What needs to be done:
Select and copy each line of the items below that contains the string "stool".

>> Begin

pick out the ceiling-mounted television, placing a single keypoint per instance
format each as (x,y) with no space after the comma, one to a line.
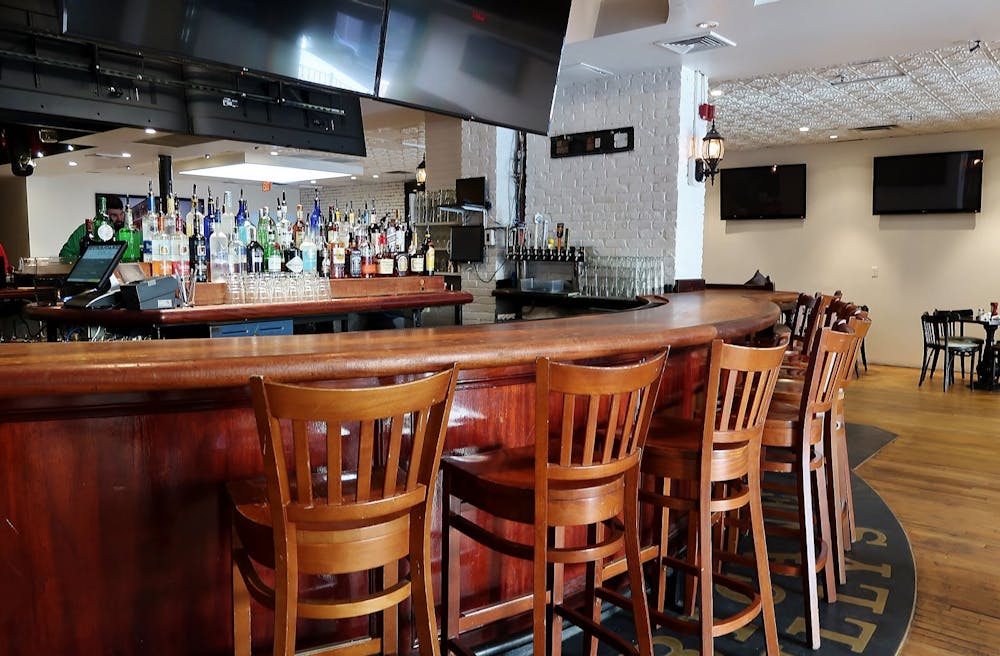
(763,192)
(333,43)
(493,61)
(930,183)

>> End
>> Begin

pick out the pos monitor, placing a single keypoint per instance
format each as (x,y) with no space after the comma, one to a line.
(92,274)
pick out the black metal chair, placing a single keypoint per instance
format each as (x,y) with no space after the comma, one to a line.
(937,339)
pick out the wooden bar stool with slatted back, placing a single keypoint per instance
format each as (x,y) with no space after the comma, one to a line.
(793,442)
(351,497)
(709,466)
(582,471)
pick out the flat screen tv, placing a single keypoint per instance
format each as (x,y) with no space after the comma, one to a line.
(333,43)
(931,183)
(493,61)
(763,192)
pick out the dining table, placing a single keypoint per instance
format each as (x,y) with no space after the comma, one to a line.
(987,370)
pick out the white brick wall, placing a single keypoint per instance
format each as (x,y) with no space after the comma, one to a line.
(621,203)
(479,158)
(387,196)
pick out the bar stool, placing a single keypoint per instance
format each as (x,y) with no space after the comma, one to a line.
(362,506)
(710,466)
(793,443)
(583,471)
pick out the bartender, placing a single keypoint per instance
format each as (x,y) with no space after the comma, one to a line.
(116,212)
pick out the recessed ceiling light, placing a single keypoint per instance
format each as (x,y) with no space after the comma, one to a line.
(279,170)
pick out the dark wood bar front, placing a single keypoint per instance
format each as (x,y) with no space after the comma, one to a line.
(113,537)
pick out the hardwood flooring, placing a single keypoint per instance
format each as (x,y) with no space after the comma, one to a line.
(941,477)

>> End

Exercise solution:
pick out the wooden bar stool with slatted back, placing a single keypoint per instance
pick out the bar stool, placing a single keypoint per instance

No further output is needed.